__QUOTED PASSAGE__
╭──
# At-home force dryer?



## gingerkid (Jul 11, 2012)

Just wondering if anyone has any experience with an at-home force dryer, or if they're the same ones that groomers use? I'm pretty sure when I was looking at them like, a year ago, they were like, $1000, but Amazon seems to have some for under $200. http://www.amazon.com/s/ref=nb_sb_noss?url=search-alias=aps&field-keywords=force+dryer

Does anyone have an experience with them?


----------



## Losech (Apr 5, 2011)

No. But I've used an air compressor before. Works incredibly well on shedding dogs, if you don't mind fur covering everything when you're done.


----------



## Damon'sMom (Aug 2, 2011)

The groomer at work has a couple of force air dryers. I have used the Metro Air Force on Jasper and it worked great. You could see all that undercoat just blowing everywhere. haha


----------



## Xeph (May 7, 2007)

I use a metro forced air dryer. If you have a larger breed, I recommend getting the two speed, but you definitely don't have to spend thousands on one


----------



## Kathyy (Jun 15, 2008)
╰──
__DATA PROVIDED__
╭──
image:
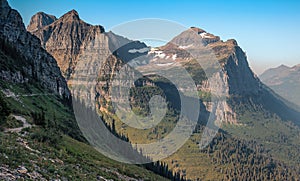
╰──
__REQUIRED WORK__
Can you reproduce the force dryer thread word for word, beginning at the words "# At-home force" and stopping after "experience with them?"?

__ANSWER TO THIS PROBLEM__
# At-home force dryer?



## gingerkid (Jul 11, 2012)

Just wondering if anyone has any experience with an at-home force dryer, or if they're the same ones that groomers use? I'm pretty sure when I was looking at them like, a year ago, they were like, $1000, but Amazon seems to have some for under $200. http://www.amazon.com/s/ref=nb_sb_noss?url=search-alias=aps&field-keywords=force+dryer

Does anyone have an experience with them?